• **THE PROBLEM**
Copy the listing below word for word, leaving out the pictures.

• **RECORDS SHOWN**
■ ■ ■

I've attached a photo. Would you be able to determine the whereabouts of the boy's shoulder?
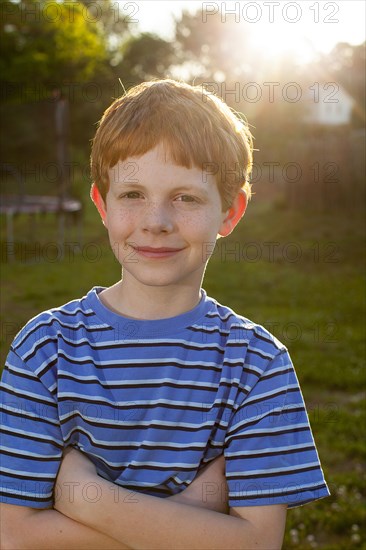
[206,297,287,354]
[12,288,100,355]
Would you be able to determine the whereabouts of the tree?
[0,0,106,97]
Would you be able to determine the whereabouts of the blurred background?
[0,0,366,550]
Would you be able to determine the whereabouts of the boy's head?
[91,80,252,211]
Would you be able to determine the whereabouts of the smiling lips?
[133,246,183,258]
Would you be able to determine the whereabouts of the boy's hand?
[169,455,229,514]
[54,447,98,520]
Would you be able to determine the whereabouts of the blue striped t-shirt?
[0,288,329,508]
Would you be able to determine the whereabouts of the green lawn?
[1,191,366,550]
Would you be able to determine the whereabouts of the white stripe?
[60,411,228,429]
[1,468,52,481]
[0,445,60,459]
[59,336,225,352]
[245,384,299,411]
[226,462,319,480]
[3,490,53,504]
[65,427,206,450]
[225,441,313,458]
[60,350,220,372]
[7,363,38,382]
[34,353,58,376]
[229,483,321,498]
[58,369,219,389]
[2,382,56,405]
[1,427,63,445]
[58,392,234,411]
[0,403,60,427]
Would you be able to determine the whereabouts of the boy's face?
[93,146,246,294]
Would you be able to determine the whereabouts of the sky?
[125,0,366,61]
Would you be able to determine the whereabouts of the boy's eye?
[121,191,141,199]
[177,195,197,202]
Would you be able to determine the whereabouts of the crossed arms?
[1,449,286,550]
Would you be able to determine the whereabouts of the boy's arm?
[0,453,228,550]
[0,504,128,550]
[55,450,286,550]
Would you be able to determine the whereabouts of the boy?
[2,80,328,550]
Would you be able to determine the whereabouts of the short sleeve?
[0,350,63,508]
[225,349,329,508]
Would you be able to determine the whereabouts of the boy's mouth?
[133,246,183,258]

■ ■ ■

• **EXERCISE ANSWER**
I've attached a photo. Would you be able to determine the whereabouts of the boy's shoulder?
[206,297,287,354]
[12,288,100,355]
Would you be able to determine the whereabouts of the tree?
[0,0,106,97]
Would you be able to determine the whereabouts of the blurred background?
[0,0,366,550]
Would you be able to determine the whereabouts of the boy's head?
[91,80,252,211]
Would you be able to determine the whereabouts of the smiling lips?
[133,246,183,258]
Would you be able to determine the whereabouts of the boy's hand?
[169,455,229,514]
[54,447,98,520]
Would you be able to determine the whereabouts of the blue striped t-shirt?
[0,288,329,508]
Would you be able to determine the whereabouts of the green lawn?
[1,191,366,550]
Would you be able to determine the whereabouts of the white stripe?
[60,411,228,429]
[1,468,52,481]
[0,445,60,459]
[59,336,225,352]
[245,384,299,411]
[226,462,319,480]
[3,490,53,504]
[65,427,206,450]
[225,441,313,458]
[60,350,220,372]
[7,363,38,382]
[34,353,58,376]
[229,483,321,498]
[58,369,219,389]
[2,382,56,405]
[1,427,63,445]
[58,392,234,411]
[0,403,60,427]
Would you be able to determine the whereabouts of the boy's face?
[93,146,246,294]
Would you be able to determine the whereabouts of the sky?
[125,0,366,61]
Would you be able to determine the whereabouts of the boy's eye?
[121,191,141,199]
[177,195,197,202]
Would you be able to determine the whereabouts of the crossed arms?
[1,449,286,550]
Would you be able to determine the whereabouts of the boy's arm?
[0,453,228,550]
[0,504,128,550]
[55,450,286,550]
Would you be able to determine the whereabouts of the boy?
[2,80,328,550]
Would you be able to determine the whereabouts of the short sleeve?
[0,350,63,508]
[225,349,329,508]
Would you be able to determine the whereabouts of the boy's mouth?
[133,246,183,258]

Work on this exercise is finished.